THE EXERCISE:
Collect every line below that contains the word "ledge", copying each one in full.

PROVIDED ENTRIES:
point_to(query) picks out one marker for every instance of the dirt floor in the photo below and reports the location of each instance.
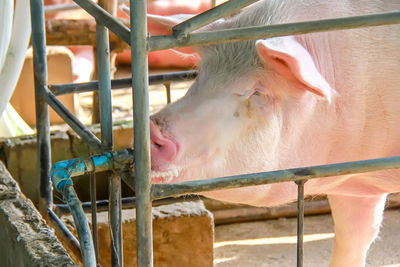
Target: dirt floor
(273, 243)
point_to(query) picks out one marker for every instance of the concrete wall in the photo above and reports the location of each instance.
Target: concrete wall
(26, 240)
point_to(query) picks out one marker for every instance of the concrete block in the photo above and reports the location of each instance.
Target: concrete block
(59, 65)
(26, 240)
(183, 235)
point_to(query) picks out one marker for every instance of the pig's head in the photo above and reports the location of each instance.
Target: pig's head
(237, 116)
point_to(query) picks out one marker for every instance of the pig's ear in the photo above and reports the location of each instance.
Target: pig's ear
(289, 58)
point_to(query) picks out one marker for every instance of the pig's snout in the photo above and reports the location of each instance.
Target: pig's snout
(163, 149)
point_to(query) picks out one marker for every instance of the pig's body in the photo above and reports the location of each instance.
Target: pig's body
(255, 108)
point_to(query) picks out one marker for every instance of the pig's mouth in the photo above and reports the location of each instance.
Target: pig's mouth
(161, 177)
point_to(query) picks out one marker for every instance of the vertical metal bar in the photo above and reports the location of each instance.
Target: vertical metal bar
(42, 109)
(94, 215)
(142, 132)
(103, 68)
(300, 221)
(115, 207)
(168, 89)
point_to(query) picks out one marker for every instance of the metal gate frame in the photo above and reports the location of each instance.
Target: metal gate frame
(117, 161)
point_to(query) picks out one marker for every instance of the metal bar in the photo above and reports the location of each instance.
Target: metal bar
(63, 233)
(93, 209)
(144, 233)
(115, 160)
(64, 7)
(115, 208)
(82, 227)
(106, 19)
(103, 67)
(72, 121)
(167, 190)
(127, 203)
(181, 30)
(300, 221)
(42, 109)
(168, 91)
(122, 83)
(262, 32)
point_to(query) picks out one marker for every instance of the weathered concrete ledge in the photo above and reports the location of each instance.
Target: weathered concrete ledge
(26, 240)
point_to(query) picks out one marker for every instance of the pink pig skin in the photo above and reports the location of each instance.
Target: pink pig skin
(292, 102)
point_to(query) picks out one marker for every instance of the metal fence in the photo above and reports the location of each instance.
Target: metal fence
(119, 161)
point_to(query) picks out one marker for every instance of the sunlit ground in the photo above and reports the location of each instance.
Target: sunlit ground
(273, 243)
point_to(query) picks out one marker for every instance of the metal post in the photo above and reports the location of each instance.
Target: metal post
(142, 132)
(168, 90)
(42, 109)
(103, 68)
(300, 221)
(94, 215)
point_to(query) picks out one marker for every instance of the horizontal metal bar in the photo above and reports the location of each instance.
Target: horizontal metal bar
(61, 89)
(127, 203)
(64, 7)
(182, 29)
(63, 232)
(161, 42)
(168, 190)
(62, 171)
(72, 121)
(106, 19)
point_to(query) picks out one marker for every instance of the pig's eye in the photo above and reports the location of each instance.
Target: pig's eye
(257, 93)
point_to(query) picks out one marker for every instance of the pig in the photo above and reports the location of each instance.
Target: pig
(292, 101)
--
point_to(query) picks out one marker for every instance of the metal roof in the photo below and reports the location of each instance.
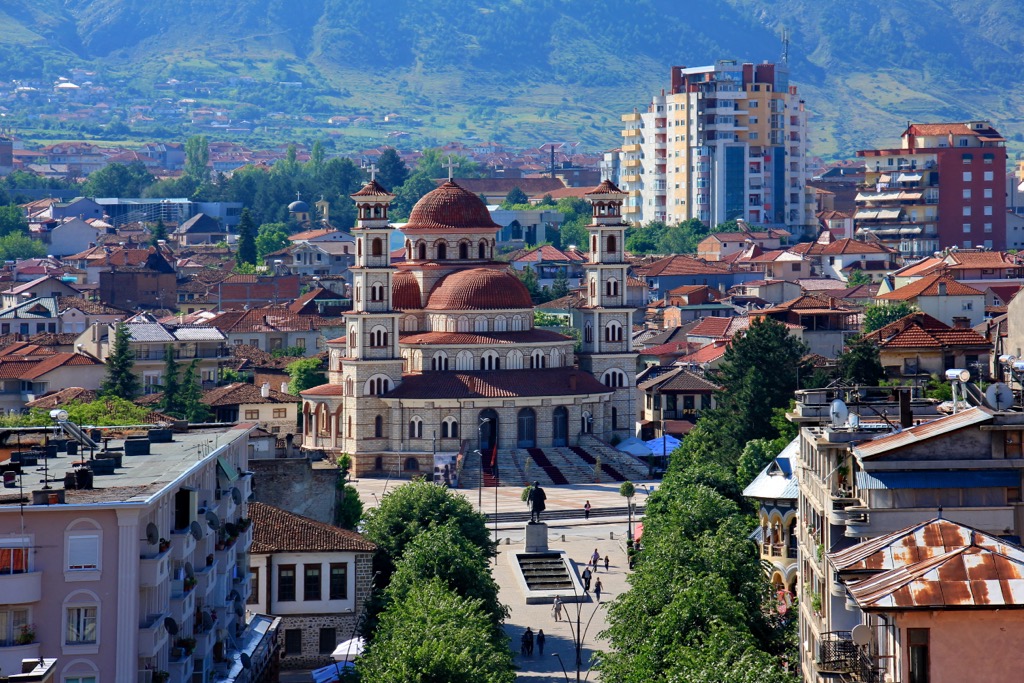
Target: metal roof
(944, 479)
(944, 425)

EXERCISE RESULT:
point_to(query) picks out one marker for every instance of the weathered concrete ledge in the photo above and reports the location of each instance.
Target: weathered concrete ledge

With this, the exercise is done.